#### [DOCUMENT PASSAGE]
——————————

# Hmmmm



## pauliplumber (Feb 9, 2009)

Think they could have squeezed a bigger vanity in?


----------



## Widdershins (Feb 5, 2011)

pauliplumber said:


> Think they could have squeezed a bigger vanity in?
> 
> View attachment 14322


 I'd get claustrophobic sitting on that stool.


----------



## RealCraftsMan (Dec 27, 2011)

If I tried to wipe my arse I'd fall in the tub....


----------



## Mississippiplum (Sep 30, 2011)

Shiot and shower at the same time.

sent from the jobsite porta-potty


----------



## easttexasplumb (Oct 13, 2010)




----------



## RealCraftsMan (Dec 27, 2011)

easttexasplumb said:


> View attachment 14324


 
Sorry I got piss on your hands :whistling2:


I was at a DQ in bfe one time and I felt something hitting my leg. Look down and a little boy was pissing on me. I was mad but kindly told him to stop. They had no ADA/Child urinal so I guess he was just gonna use my leg. :laughing:


----------



## Mississippiplum (Sep 30, 2011)

RealCraftsMan said:


> Sorry I got piss on your hands :whistling2:
> 
> I was at a DQ in bfe one time and I felt something hitting my leg. Look down and a little boy was pissing on me. I was mad but kindly told him to stop. They had no ADA/Child urinal so I guess he was just gonna use my leg. :laughing:


:laughing: :laughing: :laughing: 
Did people wonder why you smelled like pee?

sent from the jobsite porta-potty


----------



## Tommy plumber (Feb 19, 2010)

pauliplumber said:


> Think they could have squeezed a bigger vanity in?
> 
> View attachment 14322


 





Wonder how much piss is going to end up on the floor behind that W/C?


----------



## greenscoutII (Aug 27, 2008)

——————————

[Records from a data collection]
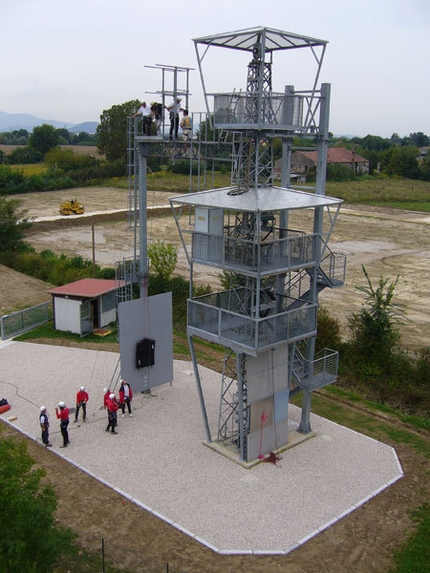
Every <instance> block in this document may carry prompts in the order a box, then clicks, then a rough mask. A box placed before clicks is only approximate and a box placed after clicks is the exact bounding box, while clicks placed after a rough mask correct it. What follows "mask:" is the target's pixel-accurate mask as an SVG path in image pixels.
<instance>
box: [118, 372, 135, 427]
mask: <svg viewBox="0 0 430 573" xmlns="http://www.w3.org/2000/svg"><path fill="white" fill-rule="evenodd" d="M132 399H133V390H132V389H131V386H130V384H128V382H126V381H125V380H121V386H120V388H119V406H120V408H121V410H122V417H123V418H124V417H125V406H126V405H127V410H128V415H129V416H130V418H132V417H133V414H132V413H131V401H132Z"/></svg>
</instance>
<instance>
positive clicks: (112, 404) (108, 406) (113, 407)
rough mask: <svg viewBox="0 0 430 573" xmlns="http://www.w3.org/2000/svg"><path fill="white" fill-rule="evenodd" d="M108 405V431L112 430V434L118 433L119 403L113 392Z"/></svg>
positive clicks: (106, 405)
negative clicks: (117, 425) (118, 411)
mask: <svg viewBox="0 0 430 573" xmlns="http://www.w3.org/2000/svg"><path fill="white" fill-rule="evenodd" d="M106 406H107V410H108V425H107V428H106V432H109V430H110V432H111V433H112V434H117V433H118V432H117V431H116V426H117V424H118V403H117V401H116V397H115V394H114V393H113V392H112V393H111V394H109V398H108V399H107V401H106Z"/></svg>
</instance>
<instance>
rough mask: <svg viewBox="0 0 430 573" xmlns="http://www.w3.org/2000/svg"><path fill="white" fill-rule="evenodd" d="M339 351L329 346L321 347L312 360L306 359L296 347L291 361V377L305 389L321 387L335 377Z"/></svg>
mask: <svg viewBox="0 0 430 573" xmlns="http://www.w3.org/2000/svg"><path fill="white" fill-rule="evenodd" d="M338 367H339V353H338V352H337V351H336V350H330V348H323V349H322V350H321V351H320V352H318V353H317V354H315V357H314V360H307V359H306V358H305V357H304V356H303V355H302V354H301V352H300V351H299V350H298V348H296V350H295V353H294V362H293V378H294V380H295V381H296V382H297V384H298V385H299V386H300V388H305V389H307V390H311V391H312V390H317V389H318V388H323V387H324V386H328V385H329V384H333V382H335V381H336V379H337V372H338Z"/></svg>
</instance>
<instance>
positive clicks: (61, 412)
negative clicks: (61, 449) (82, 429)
mask: <svg viewBox="0 0 430 573" xmlns="http://www.w3.org/2000/svg"><path fill="white" fill-rule="evenodd" d="M58 408H59V410H58ZM58 408H55V413H56V415H57V420H60V431H61V435H62V436H63V445H62V446H60V448H67V446H68V445H69V444H70V440H69V432H68V429H67V428H68V426H69V408H68V407H67V406H66V404H65V403H64V402H58Z"/></svg>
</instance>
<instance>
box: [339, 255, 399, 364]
mask: <svg viewBox="0 0 430 573" xmlns="http://www.w3.org/2000/svg"><path fill="white" fill-rule="evenodd" d="M362 270H363V274H364V276H365V277H366V280H367V286H365V287H362V286H359V287H356V288H357V290H359V291H360V292H362V293H364V294H365V296H366V298H365V301H364V305H363V307H362V309H361V311H360V312H359V313H356V314H353V315H352V316H351V317H350V319H349V328H350V329H351V332H352V335H353V341H354V343H355V349H356V351H357V353H358V354H359V355H360V356H362V357H363V358H365V359H366V360H368V361H369V362H373V363H375V364H380V365H384V367H386V366H387V365H388V364H389V361H390V358H391V356H392V354H393V352H394V349H395V347H396V344H397V342H398V341H399V339H400V333H399V330H398V324H399V323H401V322H402V320H403V316H404V313H403V311H402V309H401V305H400V304H398V303H397V304H396V303H394V301H393V298H394V291H395V288H396V286H397V283H398V280H399V277H397V278H396V280H395V281H394V282H390V279H389V278H386V277H385V278H384V277H381V278H380V279H379V282H378V286H377V287H376V288H375V287H374V286H373V284H372V282H371V280H370V277H369V274H368V273H367V271H366V269H365V267H364V266H362Z"/></svg>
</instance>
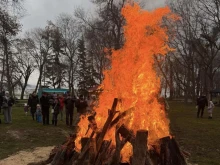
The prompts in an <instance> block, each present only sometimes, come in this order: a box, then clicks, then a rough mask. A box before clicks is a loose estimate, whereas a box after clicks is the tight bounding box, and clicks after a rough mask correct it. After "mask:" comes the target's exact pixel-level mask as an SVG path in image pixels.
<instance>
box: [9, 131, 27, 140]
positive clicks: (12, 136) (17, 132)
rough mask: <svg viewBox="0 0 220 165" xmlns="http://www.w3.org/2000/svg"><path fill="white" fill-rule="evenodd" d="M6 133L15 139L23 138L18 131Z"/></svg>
mask: <svg viewBox="0 0 220 165" xmlns="http://www.w3.org/2000/svg"><path fill="white" fill-rule="evenodd" d="M6 133H7V134H9V135H10V136H11V137H13V138H15V139H22V138H23V134H22V133H21V132H20V131H13V130H9V131H7V132H6Z"/></svg>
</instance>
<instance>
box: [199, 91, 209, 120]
mask: <svg viewBox="0 0 220 165" xmlns="http://www.w3.org/2000/svg"><path fill="white" fill-rule="evenodd" d="M197 106H198V111H197V118H199V116H200V117H201V118H202V117H203V113H204V109H205V106H208V100H207V98H206V96H205V95H201V96H200V97H199V98H197ZM200 112H201V115H200Z"/></svg>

——————————

#### [EXERCISES]
a. Translate this sentence from the plumbing forum thread into Spanish: "Think they could have squeezed a bigger vanity in?"
b. Give the next part of the plumbing forum thread, starting right after its last line.
The lines have no connection to the plumbing forum thread.

#### [YOUR RESPONSES]
a. ¿Creen que podrían haber metido un tocador más grande?

b.
easttexasplumb said:


> View attachment 14324


Hey, I installed that back in 08'!:laughing:


----------



## mccmech (Jul 6, 2011)

pauliplumber said:


> Think they could have squeezed a bigger vanity in?
> 
> View attachment 14322


How'd it pass code for clearances between fixtures?


----------



## plbgbiz (Aug 27, 2010)

mccmech said:


> How'd it pass code for clearances between fixtures?


Originally that vanity might have been a small wall-hung lav. They might have even moved the WC to allow for the bigger vanity.


----------



## AlbacoreShuffle (Aug 28, 2011)

mccmech said:


> How'd it pass code for clearances between fixtures?


My bet is it didnt !


----------



## Richard Hilliard (Apr 10, 2010)

Install a hand held no paper necessary


----------



## pauliplumber (Feb 9, 2009)

plbgbiz said:


> Originally that vanity might have been a small wall-hung lav. They might have even moved the WC to allow for the bigger vanity.


This would be my guess as well. House built in 50's, wall hungs were popular then.


----------



## Optimus Primer (May 20, 2009)

RealCraftsMan said:


> If I tried to wipe my arse I'd fall in the tub....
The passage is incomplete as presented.